* [Text provided]:
<<<<
The full definition for my conditional rule is:
conditional:
IF comparison '{' END program '}' END {
F_CONDITIONAL_BLOCK -= 1;
std::cout << line_num << " F_CONDITIONAL_BLOCK: " << F_CONDITIONAL_BLOCK
<< std::endl;
if (F_CONDITIONAL_BLOCK > 0) {
F_CONDITIONAL_ELSE_BLOCK = PREVIOUS_F_CONDITIONAL_ELSE_BLOCK.top();
PREVIOUS_F_CONDITIONAL_ELSE_BLOCK.pop();
} else {
F_CONDITIONAL_ELSE_BLOCK = false;
}
link_with_parent();
}
| IF comparison '{' END program '}' END ELSE '{' END program '}' END {
F_CONDITIONAL_BLOCK -= 1;
if (F_CONDITIONAL_BLOCK > 0) {
F_CONDITIONAL_ELSE_BLOCK = PREVIOUS_F_CONDITIONAL_ELSE_BLOCK.top();
PREVIOUS_F_CONDITIONAL_ELSE_BLOCK.pop();
} else {
F_CONDITIONAL_ELSE_BLOCK = false;
} link_with_parent();
}
Which makes sense with your explanation.
Again, I am not sure if there is a better way to do this, I have mostly
been making it up as I go along...
It does actually cause an issue because I am rely on the idea that the
rule will be matched before the next if token is found, in order to have
nested conditionals.
I think I can figure out another, probably kuldgy, solution to this
problem though.
Thanks,
Tom.
On 4/7/22 06:52, Chris verBurg wrote:
Tom,
I'm thinking this is just the "LA" part of "LALR" parsing. Imagine if
you had another rule for "if" that included an "else" clause. The
parser would need to know if the token after '}' is an "else" or not,
because it changes whether it reduces the if-else rule or the just-if
rule.
Even though that's not the situation here, I seem to recall bison
always looks ahead one token. I think it's because only looking ahead
when needed ended up creating performance problems.
Is this causing actual problems, or is it just an oddity you saw?
>>>>
* [Given request 1]: Extract every line of the records below that contains the string "surface".

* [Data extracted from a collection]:
<<<<
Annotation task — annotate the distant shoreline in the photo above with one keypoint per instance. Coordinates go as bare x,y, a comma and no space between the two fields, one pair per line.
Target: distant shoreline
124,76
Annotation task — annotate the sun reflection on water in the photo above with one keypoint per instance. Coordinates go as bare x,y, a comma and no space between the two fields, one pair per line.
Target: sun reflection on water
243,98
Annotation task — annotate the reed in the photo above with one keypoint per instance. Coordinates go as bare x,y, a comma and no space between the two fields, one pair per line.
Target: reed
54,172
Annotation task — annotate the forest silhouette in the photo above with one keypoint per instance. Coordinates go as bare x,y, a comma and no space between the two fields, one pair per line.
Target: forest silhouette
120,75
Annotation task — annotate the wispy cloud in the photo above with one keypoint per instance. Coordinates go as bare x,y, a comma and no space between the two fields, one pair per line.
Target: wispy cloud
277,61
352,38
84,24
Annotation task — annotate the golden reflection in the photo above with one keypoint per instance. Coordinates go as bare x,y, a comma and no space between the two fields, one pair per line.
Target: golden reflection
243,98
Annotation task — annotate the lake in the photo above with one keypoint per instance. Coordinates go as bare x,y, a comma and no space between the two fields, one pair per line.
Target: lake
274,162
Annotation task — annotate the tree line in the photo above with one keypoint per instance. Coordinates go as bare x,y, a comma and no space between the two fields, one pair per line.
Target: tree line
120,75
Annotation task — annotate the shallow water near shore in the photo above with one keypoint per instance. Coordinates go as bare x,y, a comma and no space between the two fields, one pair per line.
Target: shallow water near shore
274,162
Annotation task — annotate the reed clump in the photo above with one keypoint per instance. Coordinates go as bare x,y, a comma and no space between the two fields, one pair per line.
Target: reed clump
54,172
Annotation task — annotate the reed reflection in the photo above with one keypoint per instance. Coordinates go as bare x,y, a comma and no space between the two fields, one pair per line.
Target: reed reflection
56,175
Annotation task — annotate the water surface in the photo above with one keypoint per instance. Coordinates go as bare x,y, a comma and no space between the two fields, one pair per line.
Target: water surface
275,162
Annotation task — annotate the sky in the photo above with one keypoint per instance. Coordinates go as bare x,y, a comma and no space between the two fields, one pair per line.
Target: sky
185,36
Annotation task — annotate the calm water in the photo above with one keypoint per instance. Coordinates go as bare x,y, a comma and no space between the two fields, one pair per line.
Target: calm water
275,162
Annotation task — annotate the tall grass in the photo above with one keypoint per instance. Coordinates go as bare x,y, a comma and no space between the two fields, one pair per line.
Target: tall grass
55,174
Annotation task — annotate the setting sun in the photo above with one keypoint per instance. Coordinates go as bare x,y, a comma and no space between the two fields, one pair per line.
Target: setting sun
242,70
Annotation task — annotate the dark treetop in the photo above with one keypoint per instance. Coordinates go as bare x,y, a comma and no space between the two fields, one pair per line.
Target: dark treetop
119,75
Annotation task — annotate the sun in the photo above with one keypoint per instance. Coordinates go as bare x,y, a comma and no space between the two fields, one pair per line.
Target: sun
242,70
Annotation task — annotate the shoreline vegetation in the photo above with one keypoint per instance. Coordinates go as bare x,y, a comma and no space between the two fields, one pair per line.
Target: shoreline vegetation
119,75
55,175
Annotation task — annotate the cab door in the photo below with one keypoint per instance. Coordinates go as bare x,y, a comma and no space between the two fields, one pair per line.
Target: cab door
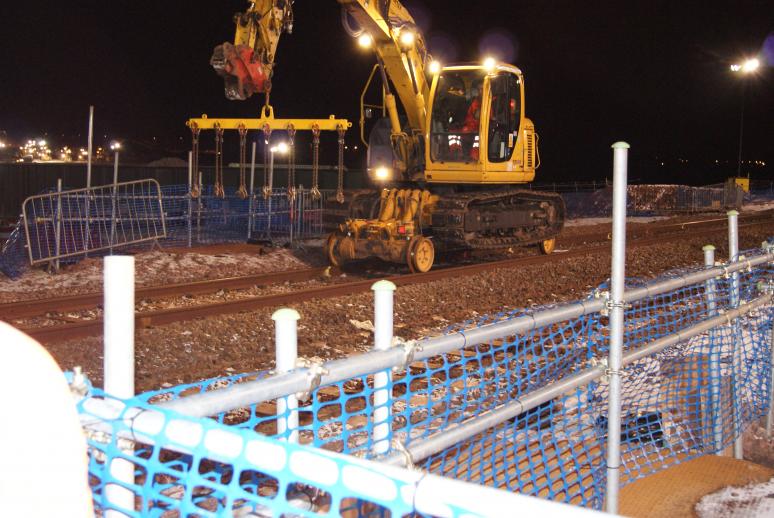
503,142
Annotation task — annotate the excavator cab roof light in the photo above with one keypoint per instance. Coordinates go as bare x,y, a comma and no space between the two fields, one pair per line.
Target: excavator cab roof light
489,64
382,173
365,40
407,38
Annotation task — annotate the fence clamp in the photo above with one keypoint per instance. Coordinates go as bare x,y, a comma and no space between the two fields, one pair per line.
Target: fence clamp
602,362
401,448
315,372
78,385
410,348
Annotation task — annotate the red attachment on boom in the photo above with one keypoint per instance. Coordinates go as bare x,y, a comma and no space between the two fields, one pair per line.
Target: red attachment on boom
241,70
>>>>
* [Given request 2]: Transcribe everything in the email exchange about parsing above, from "Again, I am" down to "nested conditionals.".

* [Task solution 1]:
Annotation task — annotate the water surface in the photo above with one keypoint per instance. Coordinates go as bare x,y, a comma and no space between the two fields, one pair per line.
Target: water surface

* [Task solution 2]:
Again, I am not sure if there is a better way to do this, I have mostly
been making it up as I go along...
It does actually cause an issue because I am rely on the idea that the
rule will be matched before the next if token is found, in order to have
nested conditionals.